What to produce: Scan the entries below, and for each line that includes the word "balcony", make a copy.

Data records:

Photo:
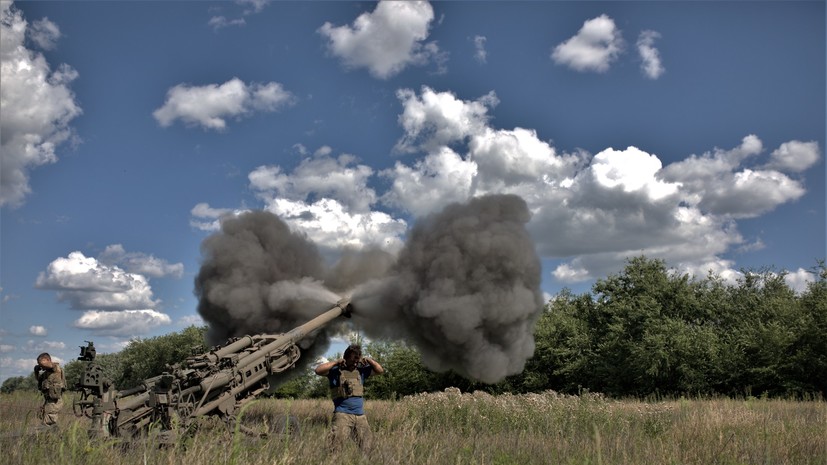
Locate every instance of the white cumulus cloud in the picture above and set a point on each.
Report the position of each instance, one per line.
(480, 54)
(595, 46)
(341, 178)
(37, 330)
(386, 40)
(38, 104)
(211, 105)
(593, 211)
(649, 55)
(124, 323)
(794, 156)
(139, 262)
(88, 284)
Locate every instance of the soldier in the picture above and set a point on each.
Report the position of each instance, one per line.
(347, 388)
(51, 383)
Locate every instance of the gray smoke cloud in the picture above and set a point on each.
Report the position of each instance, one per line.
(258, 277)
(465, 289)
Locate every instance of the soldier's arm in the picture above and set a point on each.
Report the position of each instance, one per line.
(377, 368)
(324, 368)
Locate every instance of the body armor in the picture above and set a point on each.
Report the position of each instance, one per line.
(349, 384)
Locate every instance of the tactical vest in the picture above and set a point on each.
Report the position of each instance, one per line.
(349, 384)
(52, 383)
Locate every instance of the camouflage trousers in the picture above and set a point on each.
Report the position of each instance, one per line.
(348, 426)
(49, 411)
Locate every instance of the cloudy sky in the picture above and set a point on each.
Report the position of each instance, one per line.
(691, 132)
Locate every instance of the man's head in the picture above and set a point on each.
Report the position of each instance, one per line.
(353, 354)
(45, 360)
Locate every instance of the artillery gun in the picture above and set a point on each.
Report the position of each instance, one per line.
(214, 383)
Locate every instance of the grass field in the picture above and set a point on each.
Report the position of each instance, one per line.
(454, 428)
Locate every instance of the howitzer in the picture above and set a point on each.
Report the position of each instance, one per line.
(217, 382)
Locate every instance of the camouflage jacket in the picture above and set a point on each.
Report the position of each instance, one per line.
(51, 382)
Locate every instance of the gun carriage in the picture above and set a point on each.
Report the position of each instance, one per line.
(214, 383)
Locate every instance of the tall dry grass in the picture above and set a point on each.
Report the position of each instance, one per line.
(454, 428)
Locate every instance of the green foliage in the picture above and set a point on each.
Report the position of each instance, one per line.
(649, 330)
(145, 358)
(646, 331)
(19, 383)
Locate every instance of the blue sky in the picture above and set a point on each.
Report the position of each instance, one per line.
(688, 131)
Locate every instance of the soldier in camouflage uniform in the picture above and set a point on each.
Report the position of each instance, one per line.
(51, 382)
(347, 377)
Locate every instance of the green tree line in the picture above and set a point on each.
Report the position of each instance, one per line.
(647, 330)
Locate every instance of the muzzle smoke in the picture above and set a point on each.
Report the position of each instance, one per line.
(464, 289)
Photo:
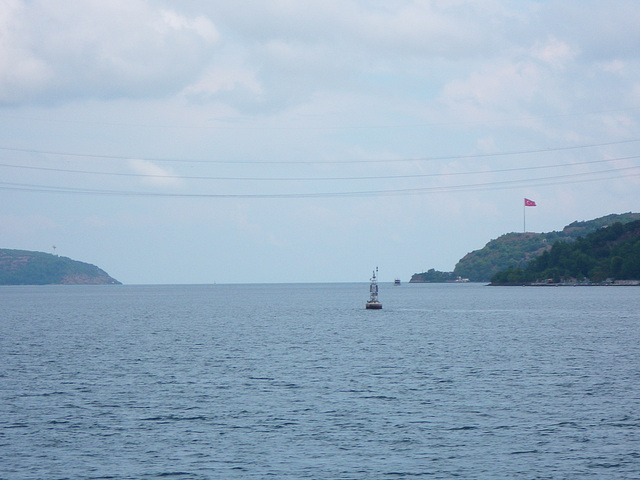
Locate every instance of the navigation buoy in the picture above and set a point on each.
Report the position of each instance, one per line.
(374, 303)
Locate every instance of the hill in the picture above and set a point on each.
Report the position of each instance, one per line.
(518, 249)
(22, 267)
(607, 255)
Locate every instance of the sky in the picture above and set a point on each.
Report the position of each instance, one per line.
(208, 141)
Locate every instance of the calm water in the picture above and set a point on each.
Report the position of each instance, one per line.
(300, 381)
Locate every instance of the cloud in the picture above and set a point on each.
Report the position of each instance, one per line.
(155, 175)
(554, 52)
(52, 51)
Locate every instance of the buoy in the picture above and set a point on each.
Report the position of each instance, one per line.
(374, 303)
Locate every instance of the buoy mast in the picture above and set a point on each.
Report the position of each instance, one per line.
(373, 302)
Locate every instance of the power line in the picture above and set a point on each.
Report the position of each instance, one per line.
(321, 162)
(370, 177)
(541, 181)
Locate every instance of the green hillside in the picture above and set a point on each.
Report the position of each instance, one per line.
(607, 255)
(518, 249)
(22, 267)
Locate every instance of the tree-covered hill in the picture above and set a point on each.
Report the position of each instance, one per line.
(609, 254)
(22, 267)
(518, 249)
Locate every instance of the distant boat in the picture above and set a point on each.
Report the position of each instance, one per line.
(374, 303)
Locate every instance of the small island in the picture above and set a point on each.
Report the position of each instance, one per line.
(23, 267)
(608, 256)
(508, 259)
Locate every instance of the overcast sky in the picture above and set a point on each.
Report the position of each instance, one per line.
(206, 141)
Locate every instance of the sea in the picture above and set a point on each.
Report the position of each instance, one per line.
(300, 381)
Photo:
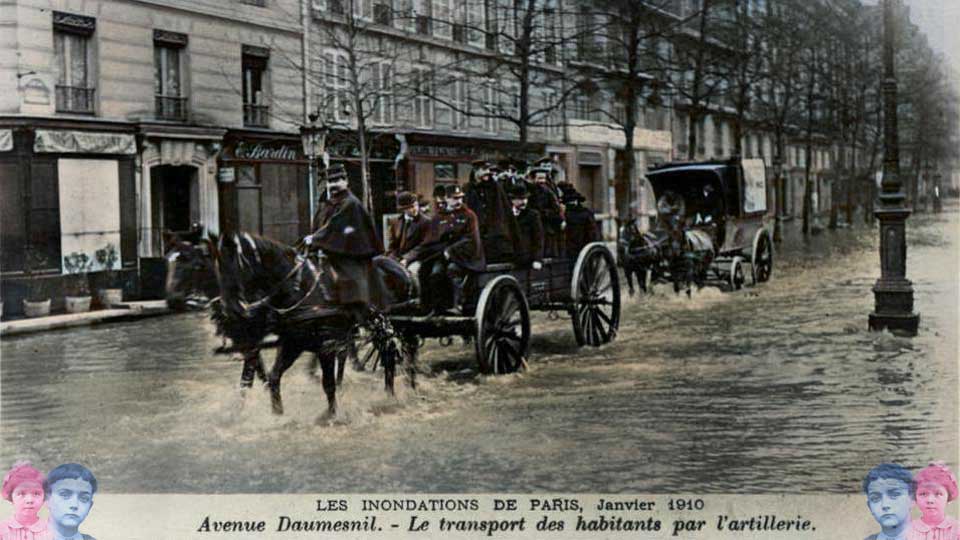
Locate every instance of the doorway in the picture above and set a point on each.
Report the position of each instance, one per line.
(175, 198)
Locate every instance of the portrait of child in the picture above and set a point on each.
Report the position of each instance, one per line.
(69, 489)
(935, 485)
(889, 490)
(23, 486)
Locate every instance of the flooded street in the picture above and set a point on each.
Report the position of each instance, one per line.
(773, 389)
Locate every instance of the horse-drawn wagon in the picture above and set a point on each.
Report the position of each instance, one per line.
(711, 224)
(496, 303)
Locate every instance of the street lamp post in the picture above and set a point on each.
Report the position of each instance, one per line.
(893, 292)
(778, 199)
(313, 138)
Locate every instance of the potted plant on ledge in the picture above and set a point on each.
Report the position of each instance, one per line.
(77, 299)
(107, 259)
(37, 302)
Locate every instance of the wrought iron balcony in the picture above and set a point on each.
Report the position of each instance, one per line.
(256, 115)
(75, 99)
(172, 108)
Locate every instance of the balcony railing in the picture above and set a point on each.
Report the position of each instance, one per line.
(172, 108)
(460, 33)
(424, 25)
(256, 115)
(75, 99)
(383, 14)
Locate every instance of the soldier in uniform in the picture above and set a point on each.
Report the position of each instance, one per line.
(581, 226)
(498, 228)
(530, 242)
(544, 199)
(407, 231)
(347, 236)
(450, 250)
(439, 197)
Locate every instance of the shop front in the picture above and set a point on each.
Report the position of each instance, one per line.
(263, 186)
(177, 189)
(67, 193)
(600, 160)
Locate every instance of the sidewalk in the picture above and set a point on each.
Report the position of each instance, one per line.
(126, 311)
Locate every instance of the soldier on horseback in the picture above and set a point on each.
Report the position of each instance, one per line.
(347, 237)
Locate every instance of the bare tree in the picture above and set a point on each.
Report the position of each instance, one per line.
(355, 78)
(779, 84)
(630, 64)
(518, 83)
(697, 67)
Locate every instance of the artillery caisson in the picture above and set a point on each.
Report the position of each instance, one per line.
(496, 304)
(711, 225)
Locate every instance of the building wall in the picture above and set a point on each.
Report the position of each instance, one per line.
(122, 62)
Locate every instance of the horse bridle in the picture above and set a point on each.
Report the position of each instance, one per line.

Result below:
Locate every instance of the wrought iron balcony in the picture above and set a point on each.
Locate every instance of the balcony railing in the picture above and set a point on each.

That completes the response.